_TASK INSTRUCTIONS_.
1. Translate this sentence from the hunt club thread into Spanish: "We encourage members to camp with us, as we feel that a great camp is a large part of the deer hunting experience."
2. Reproduce verbatim the passage of the hunt club thread from "Looks like we" up to and including "Mercer 404-915-0866 (cell)".

_TEXT SECTION_.
- - -
# Briar Patch needs one Member for 2007



## Gary Mercer (Mar 15, 2007)

Looks like we will need one member for the Briar Patch Hunt club in Heard County.
1200 acres of trophy managed land on the New River near Corinth.  About 40 miles south west of Hartsfield Airport.
Great camp with very stable membership.  We have power, a bunk house.  Good deer herd, with some real whoppers roaming around.  We have been managing this property for 11 years.  2.5 miles of river front, about a mile of large power line.
We encourage members to camp with us, as we feel that a great camp is a large part of the deer hunting experience.
Many food plots with club stands.  Also, personal hunting areas are available.
Take a look at our web site, and us a call.
briarpatchhc.com
Gary Mercer 404-915-0866 (cell)
                       770-487-8271 (Home)
Jeff Cunningham 678-296-7200 (Cell)


----------



## SHMELTON (Mar 18, 2007)

what are the dues?


----------



## Gary Mercer (Mar 19, 2007)

Sorry, I meant to post that.
$1300 / year.  
13 members and me, the old guy who drives the tractor.


----------



## PWalls (Mar 19, 2007)

Gary Mercer said:


> Sorry, I meant to post that.
> $1300 / year.
> 13 members and me, the old guy who drives the tractor.



Sounded good until that last part about some old guy driving a tractor. Bet he is one of those "questionable" sports. Probably should insist of a face-to-face to gauge his "character".


----------



## Cranium (Mar 20, 2007)

ttt


----------



## Gary Mercer (Mar 21, 2007)

PWalls???
What kind of name is that?
Be careful, I know where you stays at.
Gary


----------



## BIGGUS (Mar 21, 2007)

I killed this guy there, the 24lb. gobbler in my avatar too!


----------



## Cranium (Mar 23, 2007)

ttt


----------



## david g (Mar 27, 2007)

*Briar Patch*

Great guys, great food, great hunting, great camp. Fun family environment. Hard working members that all want to grow some big deer.


----------



## Belk (Mar 28, 2007)

*Briar Patch great club!*

Great club & even better members, been a member for 3 years!
Lots of deer and fun!
My son killed his first turkey (photo) this spring at the "Patch" and I think the other member were more excited than I was!


----------



## Gary Mercer (Apr 1, 2007)

I have had several questions about our location.
- - -
_RECORD EXCERPTS_.
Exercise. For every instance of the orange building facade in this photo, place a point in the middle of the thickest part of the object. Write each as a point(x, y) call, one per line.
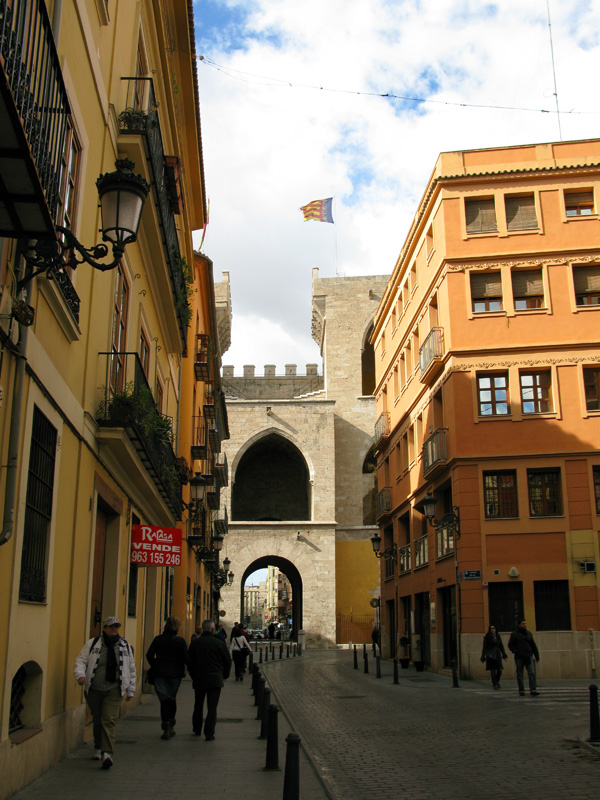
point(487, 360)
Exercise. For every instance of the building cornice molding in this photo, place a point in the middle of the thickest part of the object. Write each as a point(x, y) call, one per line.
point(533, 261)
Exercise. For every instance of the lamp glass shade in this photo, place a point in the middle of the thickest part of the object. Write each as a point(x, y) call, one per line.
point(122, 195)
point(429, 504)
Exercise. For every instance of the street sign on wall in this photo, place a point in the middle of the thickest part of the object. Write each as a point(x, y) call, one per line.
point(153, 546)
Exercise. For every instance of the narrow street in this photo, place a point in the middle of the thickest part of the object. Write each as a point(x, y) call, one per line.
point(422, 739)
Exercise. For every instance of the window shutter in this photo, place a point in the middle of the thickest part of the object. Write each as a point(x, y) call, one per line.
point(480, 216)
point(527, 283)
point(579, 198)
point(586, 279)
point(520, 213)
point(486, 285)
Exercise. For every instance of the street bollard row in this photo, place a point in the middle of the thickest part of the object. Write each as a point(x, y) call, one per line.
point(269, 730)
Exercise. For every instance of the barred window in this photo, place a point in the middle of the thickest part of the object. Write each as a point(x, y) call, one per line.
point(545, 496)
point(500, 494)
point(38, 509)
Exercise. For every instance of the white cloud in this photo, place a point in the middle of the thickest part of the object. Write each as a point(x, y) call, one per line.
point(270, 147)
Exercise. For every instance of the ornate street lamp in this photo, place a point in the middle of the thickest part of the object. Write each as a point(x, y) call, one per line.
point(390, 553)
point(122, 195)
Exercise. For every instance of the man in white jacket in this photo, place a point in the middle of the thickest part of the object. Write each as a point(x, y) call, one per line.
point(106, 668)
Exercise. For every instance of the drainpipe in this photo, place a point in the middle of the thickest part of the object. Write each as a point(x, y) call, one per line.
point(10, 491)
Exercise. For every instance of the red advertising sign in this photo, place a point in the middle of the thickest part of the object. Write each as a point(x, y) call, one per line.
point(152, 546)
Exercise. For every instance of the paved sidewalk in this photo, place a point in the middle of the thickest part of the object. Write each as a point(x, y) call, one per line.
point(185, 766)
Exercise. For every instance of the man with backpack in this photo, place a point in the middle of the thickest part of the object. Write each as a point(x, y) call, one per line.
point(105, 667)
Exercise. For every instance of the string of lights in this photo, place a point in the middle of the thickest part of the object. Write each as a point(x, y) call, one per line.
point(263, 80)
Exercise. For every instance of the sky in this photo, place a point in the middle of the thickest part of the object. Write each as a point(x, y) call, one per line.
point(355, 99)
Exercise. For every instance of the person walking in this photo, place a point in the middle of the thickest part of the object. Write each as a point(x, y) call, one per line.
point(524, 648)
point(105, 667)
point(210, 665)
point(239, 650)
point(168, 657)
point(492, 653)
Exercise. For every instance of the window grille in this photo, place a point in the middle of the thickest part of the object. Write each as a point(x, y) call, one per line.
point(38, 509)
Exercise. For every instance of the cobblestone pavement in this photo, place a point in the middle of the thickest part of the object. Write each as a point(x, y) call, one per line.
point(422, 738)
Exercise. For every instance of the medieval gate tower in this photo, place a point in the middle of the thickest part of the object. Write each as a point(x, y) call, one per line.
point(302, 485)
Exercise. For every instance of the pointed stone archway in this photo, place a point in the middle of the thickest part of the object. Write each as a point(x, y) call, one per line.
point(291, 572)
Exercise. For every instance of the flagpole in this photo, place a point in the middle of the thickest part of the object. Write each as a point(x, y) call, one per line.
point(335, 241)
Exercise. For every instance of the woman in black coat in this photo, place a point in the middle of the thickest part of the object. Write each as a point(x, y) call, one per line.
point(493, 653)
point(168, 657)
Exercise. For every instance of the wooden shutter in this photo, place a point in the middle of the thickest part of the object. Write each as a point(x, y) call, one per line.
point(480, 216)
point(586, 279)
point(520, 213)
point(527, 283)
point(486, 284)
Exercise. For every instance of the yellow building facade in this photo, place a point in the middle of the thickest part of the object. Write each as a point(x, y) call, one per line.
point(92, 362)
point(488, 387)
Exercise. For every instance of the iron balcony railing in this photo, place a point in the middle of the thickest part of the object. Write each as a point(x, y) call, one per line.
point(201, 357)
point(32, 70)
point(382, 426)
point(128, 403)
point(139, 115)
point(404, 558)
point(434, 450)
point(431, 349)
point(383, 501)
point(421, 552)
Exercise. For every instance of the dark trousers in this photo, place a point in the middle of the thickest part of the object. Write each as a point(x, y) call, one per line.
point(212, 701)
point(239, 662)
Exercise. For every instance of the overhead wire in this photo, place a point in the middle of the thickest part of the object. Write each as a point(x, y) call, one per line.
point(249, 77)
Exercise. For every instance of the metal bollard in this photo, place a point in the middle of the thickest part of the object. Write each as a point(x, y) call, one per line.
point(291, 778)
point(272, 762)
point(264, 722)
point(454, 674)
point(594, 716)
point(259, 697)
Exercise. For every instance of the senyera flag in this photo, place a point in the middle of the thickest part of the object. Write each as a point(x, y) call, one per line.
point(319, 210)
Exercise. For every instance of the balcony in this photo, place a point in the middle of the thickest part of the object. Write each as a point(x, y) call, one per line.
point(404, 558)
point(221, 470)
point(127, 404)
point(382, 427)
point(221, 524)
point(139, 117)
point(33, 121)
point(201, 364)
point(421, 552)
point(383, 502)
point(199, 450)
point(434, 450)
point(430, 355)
- - -
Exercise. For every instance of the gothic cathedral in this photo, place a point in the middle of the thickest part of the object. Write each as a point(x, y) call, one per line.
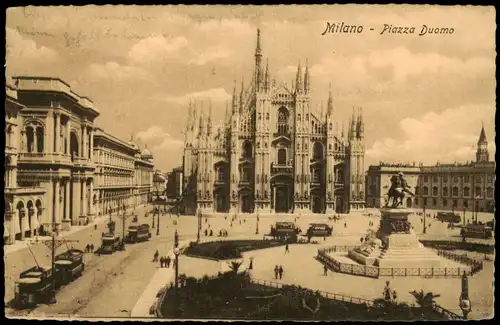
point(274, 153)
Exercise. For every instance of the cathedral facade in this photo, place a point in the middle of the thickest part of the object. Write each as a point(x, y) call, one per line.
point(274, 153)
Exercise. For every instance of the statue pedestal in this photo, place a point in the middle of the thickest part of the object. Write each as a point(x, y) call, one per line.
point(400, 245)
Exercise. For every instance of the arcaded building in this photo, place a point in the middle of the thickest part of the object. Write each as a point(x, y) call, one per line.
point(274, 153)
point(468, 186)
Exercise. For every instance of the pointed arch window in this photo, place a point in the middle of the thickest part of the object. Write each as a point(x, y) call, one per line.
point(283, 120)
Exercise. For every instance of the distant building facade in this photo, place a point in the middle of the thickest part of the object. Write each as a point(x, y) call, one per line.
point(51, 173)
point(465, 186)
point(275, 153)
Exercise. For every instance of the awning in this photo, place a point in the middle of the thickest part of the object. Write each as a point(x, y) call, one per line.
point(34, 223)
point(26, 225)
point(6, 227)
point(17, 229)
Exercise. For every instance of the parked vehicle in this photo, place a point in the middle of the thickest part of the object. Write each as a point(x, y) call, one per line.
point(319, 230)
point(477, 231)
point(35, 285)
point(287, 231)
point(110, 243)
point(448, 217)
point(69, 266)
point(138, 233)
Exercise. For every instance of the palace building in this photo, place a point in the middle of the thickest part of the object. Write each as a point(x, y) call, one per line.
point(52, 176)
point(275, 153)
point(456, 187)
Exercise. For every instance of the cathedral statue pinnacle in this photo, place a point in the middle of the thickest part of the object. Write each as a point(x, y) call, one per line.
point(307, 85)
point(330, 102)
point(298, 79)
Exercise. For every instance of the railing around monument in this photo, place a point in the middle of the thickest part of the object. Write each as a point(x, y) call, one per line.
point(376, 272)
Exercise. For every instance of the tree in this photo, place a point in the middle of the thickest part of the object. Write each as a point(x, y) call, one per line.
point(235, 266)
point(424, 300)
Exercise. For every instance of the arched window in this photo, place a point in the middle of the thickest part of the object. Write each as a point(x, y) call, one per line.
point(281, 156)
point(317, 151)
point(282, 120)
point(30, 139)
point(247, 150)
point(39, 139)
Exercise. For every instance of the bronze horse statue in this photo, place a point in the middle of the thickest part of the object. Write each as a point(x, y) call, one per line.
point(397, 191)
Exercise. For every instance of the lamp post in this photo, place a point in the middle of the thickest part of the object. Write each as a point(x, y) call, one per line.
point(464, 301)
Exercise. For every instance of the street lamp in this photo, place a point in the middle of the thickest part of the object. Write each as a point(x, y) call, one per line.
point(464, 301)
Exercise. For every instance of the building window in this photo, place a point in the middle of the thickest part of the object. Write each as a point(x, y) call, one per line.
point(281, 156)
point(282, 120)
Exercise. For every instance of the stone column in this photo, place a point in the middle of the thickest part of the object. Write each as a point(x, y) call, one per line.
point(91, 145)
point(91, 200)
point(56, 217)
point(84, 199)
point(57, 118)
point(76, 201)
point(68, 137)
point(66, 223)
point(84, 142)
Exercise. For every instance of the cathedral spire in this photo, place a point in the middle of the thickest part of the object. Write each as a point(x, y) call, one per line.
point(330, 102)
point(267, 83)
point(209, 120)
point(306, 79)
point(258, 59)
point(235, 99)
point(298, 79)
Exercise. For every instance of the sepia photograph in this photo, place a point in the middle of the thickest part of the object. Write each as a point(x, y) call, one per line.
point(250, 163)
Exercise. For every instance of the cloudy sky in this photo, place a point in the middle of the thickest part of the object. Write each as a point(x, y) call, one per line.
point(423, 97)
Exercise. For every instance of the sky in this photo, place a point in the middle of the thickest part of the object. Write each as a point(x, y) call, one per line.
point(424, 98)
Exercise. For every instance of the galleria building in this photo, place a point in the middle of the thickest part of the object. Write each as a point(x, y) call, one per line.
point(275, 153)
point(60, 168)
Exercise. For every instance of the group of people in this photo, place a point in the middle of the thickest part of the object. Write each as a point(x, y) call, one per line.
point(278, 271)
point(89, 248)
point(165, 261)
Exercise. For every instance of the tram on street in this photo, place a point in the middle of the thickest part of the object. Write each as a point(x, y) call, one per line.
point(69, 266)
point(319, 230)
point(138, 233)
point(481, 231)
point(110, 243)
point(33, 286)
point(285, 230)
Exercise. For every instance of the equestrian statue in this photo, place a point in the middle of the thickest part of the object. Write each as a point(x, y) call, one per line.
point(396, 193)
- - -
_WORKED SOLUTIONS_.
1. Animamos a los socios a acampar con nosotros, ya que consideramos que un gran campamento es una parte importante de la experiencia de la caza de venados.

2.
Looks like we will need one member for the Briar Patch Hunt club in Heard County.
1200 acres of trophy managed land on the New River near Corinth.  About 40 miles south west of Hartsfield Airport.
Great camp with very stable membership.  We have power, a bunk house.  Good deer herd, with some real whoppers roaming around.  We have been managing this property for 11 years.  2.5 miles of river front, about a mile of large power line.
We encourage members to camp with us, as we feel that a great camp is a large part of the deer hunting experience.
Many food plots with club stands.  Also, personal hunting areas are available.
Take a look at our web site, and us a call.
briarpatchhc.com
Gary Mercer 404-915-0866 (cell)